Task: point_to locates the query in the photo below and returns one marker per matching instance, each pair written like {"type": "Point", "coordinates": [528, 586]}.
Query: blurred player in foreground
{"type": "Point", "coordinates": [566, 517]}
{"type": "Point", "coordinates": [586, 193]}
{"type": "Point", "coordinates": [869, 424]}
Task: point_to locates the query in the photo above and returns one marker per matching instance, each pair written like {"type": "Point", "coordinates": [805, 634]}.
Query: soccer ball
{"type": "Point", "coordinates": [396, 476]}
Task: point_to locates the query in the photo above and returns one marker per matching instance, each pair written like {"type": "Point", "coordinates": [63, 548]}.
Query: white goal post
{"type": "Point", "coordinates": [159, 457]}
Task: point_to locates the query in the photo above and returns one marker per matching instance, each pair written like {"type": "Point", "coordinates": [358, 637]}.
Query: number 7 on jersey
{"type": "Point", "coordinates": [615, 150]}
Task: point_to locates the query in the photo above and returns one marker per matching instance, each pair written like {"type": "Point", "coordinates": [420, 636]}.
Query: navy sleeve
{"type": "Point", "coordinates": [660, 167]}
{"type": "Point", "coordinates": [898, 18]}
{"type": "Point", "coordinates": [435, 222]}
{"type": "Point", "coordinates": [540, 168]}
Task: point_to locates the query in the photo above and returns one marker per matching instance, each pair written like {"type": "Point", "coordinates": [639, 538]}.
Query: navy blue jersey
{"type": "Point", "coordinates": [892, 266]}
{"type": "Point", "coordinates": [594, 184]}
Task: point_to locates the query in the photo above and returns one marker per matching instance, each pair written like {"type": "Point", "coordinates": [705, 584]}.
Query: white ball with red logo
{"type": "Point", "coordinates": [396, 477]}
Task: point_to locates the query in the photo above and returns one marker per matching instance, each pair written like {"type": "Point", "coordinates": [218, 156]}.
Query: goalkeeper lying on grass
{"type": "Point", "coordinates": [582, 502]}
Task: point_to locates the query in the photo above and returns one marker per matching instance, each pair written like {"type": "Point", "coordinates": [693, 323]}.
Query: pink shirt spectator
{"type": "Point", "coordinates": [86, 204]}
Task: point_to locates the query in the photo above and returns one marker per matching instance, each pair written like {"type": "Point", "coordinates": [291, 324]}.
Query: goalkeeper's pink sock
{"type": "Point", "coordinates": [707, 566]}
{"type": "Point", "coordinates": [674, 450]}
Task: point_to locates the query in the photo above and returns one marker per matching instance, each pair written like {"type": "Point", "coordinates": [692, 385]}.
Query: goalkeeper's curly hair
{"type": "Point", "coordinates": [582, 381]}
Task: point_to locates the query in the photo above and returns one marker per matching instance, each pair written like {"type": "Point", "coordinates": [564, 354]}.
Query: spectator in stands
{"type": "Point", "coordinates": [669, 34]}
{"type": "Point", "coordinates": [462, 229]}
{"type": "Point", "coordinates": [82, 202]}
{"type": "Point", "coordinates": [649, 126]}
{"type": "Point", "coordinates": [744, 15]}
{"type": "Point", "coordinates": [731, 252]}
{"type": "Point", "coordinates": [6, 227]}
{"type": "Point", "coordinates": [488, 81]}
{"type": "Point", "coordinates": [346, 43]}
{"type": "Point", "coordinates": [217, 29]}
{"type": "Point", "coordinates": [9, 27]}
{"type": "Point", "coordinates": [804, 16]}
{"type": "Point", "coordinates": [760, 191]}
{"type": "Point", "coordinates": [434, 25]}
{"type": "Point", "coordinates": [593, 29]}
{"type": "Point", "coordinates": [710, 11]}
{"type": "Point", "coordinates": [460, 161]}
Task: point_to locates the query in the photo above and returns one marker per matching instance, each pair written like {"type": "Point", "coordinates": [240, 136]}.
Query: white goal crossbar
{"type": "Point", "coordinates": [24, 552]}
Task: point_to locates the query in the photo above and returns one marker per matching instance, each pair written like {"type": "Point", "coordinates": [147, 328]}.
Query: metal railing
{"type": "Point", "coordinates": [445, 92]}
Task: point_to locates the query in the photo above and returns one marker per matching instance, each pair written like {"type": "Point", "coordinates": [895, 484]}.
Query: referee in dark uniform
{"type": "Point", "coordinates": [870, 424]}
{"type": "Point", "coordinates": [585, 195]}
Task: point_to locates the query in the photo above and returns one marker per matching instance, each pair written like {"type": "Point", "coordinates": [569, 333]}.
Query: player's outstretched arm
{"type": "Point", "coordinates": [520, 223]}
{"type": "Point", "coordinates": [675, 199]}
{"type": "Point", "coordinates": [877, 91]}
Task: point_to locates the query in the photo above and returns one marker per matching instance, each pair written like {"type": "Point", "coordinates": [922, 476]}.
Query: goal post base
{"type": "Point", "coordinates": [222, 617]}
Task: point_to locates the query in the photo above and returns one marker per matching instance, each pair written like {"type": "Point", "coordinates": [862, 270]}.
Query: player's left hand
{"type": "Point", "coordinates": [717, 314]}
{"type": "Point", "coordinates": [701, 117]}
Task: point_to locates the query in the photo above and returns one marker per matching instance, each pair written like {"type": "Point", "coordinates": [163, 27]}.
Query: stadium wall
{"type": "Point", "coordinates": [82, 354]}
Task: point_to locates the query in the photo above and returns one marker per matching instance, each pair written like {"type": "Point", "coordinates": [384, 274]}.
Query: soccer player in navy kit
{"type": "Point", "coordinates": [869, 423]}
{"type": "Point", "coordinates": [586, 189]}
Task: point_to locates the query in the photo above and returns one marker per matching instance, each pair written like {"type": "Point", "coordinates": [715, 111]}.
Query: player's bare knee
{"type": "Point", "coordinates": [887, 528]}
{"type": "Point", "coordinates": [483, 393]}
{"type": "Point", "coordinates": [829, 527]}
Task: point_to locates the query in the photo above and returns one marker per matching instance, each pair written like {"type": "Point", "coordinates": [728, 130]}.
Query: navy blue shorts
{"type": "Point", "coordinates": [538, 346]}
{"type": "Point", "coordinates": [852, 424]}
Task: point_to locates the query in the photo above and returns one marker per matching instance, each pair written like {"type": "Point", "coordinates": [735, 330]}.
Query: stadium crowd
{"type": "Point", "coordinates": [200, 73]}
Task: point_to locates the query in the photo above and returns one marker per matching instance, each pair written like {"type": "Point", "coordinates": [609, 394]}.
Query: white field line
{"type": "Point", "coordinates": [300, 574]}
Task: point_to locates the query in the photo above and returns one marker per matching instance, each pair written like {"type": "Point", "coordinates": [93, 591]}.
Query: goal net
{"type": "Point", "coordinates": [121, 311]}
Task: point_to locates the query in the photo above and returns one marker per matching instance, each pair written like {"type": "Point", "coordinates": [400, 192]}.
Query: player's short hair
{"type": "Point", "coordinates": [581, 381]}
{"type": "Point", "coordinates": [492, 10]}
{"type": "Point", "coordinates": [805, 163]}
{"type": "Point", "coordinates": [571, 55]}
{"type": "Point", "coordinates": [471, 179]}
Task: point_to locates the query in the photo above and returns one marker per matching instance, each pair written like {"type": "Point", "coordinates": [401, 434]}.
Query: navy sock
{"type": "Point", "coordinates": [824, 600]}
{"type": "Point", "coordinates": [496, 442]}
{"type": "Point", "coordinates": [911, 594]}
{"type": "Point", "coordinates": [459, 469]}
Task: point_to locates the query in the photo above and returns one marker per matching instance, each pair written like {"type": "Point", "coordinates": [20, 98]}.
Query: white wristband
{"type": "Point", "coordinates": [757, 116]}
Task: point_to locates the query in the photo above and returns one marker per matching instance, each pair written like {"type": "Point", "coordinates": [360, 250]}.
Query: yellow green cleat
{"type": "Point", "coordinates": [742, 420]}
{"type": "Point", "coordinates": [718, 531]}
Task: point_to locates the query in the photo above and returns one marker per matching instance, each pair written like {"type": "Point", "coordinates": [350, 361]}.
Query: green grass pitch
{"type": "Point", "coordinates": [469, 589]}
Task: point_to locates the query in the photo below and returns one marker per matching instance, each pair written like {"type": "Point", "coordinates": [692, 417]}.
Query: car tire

DO THIS: Pull out every line of the items above that contains the word "green".

EXERCISE SOLUTION:
Query: yellow green cleat
Query: green grass pitch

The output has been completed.